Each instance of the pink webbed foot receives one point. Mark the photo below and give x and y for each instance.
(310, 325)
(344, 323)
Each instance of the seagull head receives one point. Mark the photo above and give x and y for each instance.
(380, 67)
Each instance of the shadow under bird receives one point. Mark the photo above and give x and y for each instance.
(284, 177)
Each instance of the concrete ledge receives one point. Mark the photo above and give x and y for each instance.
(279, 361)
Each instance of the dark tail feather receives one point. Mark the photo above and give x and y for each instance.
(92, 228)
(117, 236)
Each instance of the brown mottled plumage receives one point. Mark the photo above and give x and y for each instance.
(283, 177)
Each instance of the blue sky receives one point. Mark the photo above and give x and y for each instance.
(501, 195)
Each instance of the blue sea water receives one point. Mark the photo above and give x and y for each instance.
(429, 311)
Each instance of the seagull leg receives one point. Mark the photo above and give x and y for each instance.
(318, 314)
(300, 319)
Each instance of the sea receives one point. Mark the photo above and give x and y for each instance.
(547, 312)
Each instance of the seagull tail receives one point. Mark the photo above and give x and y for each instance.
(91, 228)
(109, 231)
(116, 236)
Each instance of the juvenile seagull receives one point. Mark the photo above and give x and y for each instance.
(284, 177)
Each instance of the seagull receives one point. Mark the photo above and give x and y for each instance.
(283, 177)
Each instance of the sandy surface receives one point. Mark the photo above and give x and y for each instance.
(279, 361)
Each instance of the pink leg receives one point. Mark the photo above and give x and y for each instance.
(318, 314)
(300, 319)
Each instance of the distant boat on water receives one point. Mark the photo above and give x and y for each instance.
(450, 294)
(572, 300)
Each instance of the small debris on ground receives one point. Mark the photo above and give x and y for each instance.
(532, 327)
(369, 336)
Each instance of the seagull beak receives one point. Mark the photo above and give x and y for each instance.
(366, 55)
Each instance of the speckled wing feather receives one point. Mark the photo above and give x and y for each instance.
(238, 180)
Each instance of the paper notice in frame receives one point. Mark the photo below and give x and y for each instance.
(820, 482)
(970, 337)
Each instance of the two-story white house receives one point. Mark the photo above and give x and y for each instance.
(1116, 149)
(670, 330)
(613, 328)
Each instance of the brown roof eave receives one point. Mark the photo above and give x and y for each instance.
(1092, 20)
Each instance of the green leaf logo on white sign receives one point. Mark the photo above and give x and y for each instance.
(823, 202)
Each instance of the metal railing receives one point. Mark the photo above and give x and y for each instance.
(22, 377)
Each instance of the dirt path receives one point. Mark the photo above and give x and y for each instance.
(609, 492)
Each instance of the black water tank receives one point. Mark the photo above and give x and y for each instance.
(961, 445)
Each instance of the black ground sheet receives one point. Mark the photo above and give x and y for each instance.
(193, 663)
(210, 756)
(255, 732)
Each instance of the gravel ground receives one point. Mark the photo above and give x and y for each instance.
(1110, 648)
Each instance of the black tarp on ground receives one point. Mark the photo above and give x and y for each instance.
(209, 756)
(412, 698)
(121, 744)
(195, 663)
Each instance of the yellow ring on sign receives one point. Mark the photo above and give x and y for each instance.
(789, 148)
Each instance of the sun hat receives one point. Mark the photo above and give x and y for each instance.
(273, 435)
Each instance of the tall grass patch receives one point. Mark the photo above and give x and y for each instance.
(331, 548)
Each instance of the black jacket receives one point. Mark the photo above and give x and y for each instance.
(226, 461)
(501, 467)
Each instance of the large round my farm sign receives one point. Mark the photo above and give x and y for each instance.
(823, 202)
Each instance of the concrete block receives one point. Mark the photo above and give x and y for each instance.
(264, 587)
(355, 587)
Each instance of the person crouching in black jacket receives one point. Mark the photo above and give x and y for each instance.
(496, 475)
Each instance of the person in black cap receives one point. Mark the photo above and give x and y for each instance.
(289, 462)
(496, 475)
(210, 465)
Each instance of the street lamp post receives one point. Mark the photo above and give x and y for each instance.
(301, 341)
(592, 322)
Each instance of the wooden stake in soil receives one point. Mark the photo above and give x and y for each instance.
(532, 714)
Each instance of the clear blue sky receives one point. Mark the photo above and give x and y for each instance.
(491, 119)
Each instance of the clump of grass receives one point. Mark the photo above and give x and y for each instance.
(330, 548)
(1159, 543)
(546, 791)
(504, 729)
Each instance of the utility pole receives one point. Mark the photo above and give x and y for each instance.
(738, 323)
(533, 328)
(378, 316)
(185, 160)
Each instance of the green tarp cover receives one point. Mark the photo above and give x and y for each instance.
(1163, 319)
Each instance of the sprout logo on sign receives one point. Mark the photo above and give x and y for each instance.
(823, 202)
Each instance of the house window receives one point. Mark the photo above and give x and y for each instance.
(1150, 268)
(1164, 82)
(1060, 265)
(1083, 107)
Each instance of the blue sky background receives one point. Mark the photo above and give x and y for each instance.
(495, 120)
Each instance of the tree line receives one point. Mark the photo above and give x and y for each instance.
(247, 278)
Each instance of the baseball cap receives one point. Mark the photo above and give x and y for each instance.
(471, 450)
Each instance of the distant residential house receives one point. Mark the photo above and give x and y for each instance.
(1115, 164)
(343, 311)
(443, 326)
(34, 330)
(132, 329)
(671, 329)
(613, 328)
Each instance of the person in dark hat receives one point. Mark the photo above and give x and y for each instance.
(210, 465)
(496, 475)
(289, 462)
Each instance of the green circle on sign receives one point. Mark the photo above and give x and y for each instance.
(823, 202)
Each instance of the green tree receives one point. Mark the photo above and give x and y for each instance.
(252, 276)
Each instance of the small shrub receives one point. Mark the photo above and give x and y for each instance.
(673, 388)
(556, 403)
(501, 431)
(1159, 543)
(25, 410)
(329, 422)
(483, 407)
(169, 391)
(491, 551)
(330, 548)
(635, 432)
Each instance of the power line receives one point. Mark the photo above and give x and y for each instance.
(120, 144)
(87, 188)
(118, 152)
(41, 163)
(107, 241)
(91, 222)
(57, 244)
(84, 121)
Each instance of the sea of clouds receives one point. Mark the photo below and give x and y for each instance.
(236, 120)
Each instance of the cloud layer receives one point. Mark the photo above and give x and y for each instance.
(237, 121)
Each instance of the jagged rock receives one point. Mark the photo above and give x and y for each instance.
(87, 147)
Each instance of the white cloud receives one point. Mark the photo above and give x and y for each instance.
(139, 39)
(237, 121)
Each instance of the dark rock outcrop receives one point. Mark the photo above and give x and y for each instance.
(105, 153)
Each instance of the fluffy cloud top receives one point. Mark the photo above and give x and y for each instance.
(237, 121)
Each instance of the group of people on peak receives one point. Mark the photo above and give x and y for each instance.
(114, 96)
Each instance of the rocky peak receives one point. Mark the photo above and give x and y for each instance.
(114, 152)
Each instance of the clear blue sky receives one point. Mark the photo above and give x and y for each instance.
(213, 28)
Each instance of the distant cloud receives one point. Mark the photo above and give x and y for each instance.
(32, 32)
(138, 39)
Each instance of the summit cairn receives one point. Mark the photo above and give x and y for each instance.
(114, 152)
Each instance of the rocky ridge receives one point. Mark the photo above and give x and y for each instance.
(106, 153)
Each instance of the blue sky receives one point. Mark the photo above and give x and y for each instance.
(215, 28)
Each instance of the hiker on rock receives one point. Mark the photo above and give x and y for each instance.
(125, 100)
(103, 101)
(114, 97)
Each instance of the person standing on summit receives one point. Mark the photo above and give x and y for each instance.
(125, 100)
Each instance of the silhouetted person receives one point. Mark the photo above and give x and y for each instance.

────────────────────────────────────────

* **What you have to do**: Each line in the material above must be retyped without alteration.

* **Full answer**:
Each instance of the pink webbed foot receives one point. Mark the photo below and give x and y for each instance.
(310, 325)
(344, 323)
Each instance of the seagull head receives one point. Mark the photo above and give x and y for each instance.
(380, 67)
Each instance of the shadow under bird receives one point. Mark the photo above and give x and y for each instance.
(284, 177)
Each instance of the concrete ledge receives one point. Mark the photo above and give x and y for each instance.
(279, 361)
Each instance of the dark tail feather receives one point. Mark the photo above and give x and y for each instance.
(92, 228)
(117, 236)
Each instance of the brown mottled plumage receives one point. Mark the photo above and give x and y for each instance.
(283, 177)
Each instance of the blue sky receives one point. Mark the photo above and give x and y for each instance.
(501, 195)
Each instance of the blue sea water receives one point. Mark the photo above and give x and y for each instance.
(429, 311)
Each instance of the seagull leg receives one point. Mark the photo above and give x and y for each instance.
(318, 314)
(300, 319)
Each instance of the sea receives one point. Mark the photo above and give x and y for each instance.
(547, 312)
Each instance of the seagull tail receives one point. Mark the photo above and give x and y for each instance.
(91, 228)
(109, 231)
(116, 236)
Each instance of the juvenile seagull receives one point. Mark the photo above and give x and y for each instance.
(284, 177)
Each instance of the seagull receives one point. Mark the photo above and give x and y for each instance.
(283, 177)
Each instance of the sandy surface receives one point. Mark the photo above and give x and y for each instance.
(279, 361)
Each instance of the pink leg receives one point. Mark the photo above and give x and y for each instance.
(318, 314)
(300, 319)
Each instance of the distant boat on water receives one point. Mark the photo above and give x and y for each instance.
(450, 294)
(572, 300)
Each instance of the small debris on ground receives one point. Mark the photo above and give x and y for each instance.
(532, 327)
(369, 336)
Each instance of the seagull beak receives one point. Mark the photo above and give x and y for each instance.
(366, 55)
Each instance of the speckled wing feather receives one point. Mark the photo above and give x and y for each instance.
(238, 180)
Each instance of the paper notice in frame receives one point. Mark the photo below and give x and y for each instance.
(820, 482)
(970, 337)
Each instance of the two-story white house receives one point. Mark the photo above and give x and y for each instance.
(1116, 149)
(670, 330)
(613, 328)
Each instance of the brown roof eave receives one point. Mark the photo above and give x and y for each instance.
(1092, 20)
Each instance of the green leaf logo on white sign receives one point. Mark the photo above and give x and y for each instance.
(823, 202)
Each instance of the metal railing receives one point. Mark the photo above and give x and y for each instance.
(22, 377)
Each instance of the dirt path receives one point. Mark the photo above and give x and y for each instance.
(609, 492)
Each instance of the black water tank receives one point. Mark the photo above and give x and y for each instance.
(961, 445)
Each instance of the black ground sheet receives one point. Mark the photo above and give x and y for each instance.
(193, 663)
(210, 756)
(255, 732)
Each instance of the gravel ground receives one point. Mark the photo above and give x and y for each instance.
(1110, 648)
Each instance of the black tarp on ground receives one point. Mark the photo above and give x and y for each instance.
(209, 756)
(412, 698)
(121, 744)
(195, 663)
Each instance of the yellow ring on sign receives one point. Mark the photo above and give x and y for each instance.
(789, 148)
Each instance of the sun hat receives one point. Mark the photo above and give x and y for each instance.
(273, 435)
Each instance of the tall grass patch receives one point. Mark the photo above and give x and y for each instance.
(331, 548)
Each instance of the black jacket receives one point. Mark the photo above and give x and y for each instance.
(226, 461)
(501, 467)
Each instance of the large round my farm sign receives one point. Mark the photo above and give x and y for each instance.
(823, 202)
Each instance of the concrete block receives one point. Mark the photo above and give x and y for each instance.
(264, 587)
(355, 587)
Each instance of the person crouching in black jacket receives one point. Mark the photo above and give x and y for each instance.
(496, 475)
Each instance of the person in black cap receives one point. Mark the photo above and give x and y for each instance.
(289, 462)
(496, 475)
(210, 465)
Each instance of the street lamp post receives one point. Mark the photo above and give x and y for each instance.
(301, 341)
(592, 322)
Each instance of the wooden stake in soil receives one point. Mark the photo above and give x and y for each instance.
(532, 714)
Each instance of the clear blue sky receives one point. Mark the photo above and give x and y for each instance.
(491, 119)
Each instance of the clump of grass receives one point. Mark the photo above and give x and y for each instance.
(330, 548)
(1159, 543)
(546, 791)
(504, 729)
Each instance of the utility pole receives one point. Mark the photo above and give x and y for each instance.
(738, 323)
(533, 328)
(378, 316)
(185, 160)
Each instance of the green tarp cover receives one point. Mark the photo above and give x and y for each instance.
(1163, 319)
Each instance of the sprout logo on sign receives one point. Mark the photo above and give x and y for each instance.
(823, 202)
Each instance of the house window receives one point. Mark the photo above and give x and y for each instance.
(1150, 268)
(1164, 82)
(1060, 265)
(1083, 107)
Each instance of the blue sky background receives one point. Mark the photo above and give x and y for each instance.
(495, 120)
Each instance of the tree line receives one point. Mark the photo above and give x and y for each instance.
(247, 278)
Each instance of the baseball cap receives one point. Mark the photo above and give x and y for each instance.
(471, 450)
Each instance of the distant residential house receives one point. Mark the photo above and give x and y for each instance.
(1115, 164)
(343, 311)
(443, 326)
(34, 330)
(132, 329)
(671, 329)
(613, 328)
Each instance of the person in dark hat receives one point. Mark the photo above and give x and y for each instance.
(210, 465)
(496, 475)
(289, 462)
Each instance of the green circle on sign receives one point. Mark the photo above and give x and y for each instance.
(823, 202)
Each instance of the green tree receives one point. Mark the photo above and give x and y for each instance.
(252, 276)
Each instance of the small shrub receives one point. Mark the photo above and give x and y for each instance.
(673, 388)
(556, 403)
(501, 431)
(1159, 543)
(25, 410)
(329, 422)
(483, 407)
(169, 391)
(491, 551)
(330, 548)
(635, 432)
Each instance of the power line receives one point. Mark the photo above and give x and y for each instance.
(120, 144)
(87, 188)
(118, 152)
(41, 163)
(107, 241)
(91, 222)
(57, 244)
(84, 121)
Each instance of the sea of clouds receives one point. Mark the photo below and give x and y for each instance.
(236, 120)
Each instance of the cloud layer receives one point. Mark the photo above and give x and y for each instance.
(237, 121)
Each instance of the jagged rock receives one point. Mark the photo above and give x and y for each instance.
(87, 147)
Each instance of the white cloud receives one point. Mark the photo above and give x and y for each instance.
(139, 39)
(237, 121)
Each instance of the dark rock outcrop receives one point. Mark the photo above and give x and y for each instance.
(105, 153)
Each instance of the fluffy cloud top receives one point. Mark the photo above and give x and y for each instance.
(237, 121)
Each instance of the group of people on peak receives one point. Mark the photo above and give x and y for each instance.
(114, 96)
Each instance of the rocky peak receives one point. Mark the photo above and give x and y for each instance.
(114, 152)
Each instance of the clear blue sky receives one point. Mark the photo above and give x and y for each instance.
(213, 28)
Each instance of the distant cloud receives one point. Mark the photo above and give x and y for each instance.
(32, 32)
(138, 39)
Each instance of the summit cairn receives one point. Mark the photo above and give x and y for each instance.
(114, 152)
Each instance of the rocky ridge receives one point. Mark the photo above and give x and y for each instance.
(106, 153)
Each instance of the blue sky receives one point. Mark the photo above and give x and y for each instance.
(215, 28)
Each instance of the hiker on rock receives one point. Mark the photo above and give x and y for each instance.
(125, 100)
(103, 101)
(114, 97)
Each instance of the person standing on summit receives one point. Mark the photo above and give x and y for each instance.
(125, 100)
Each instance of the silhouetted person receives one point. Mark the photo above and give x and y for each instance.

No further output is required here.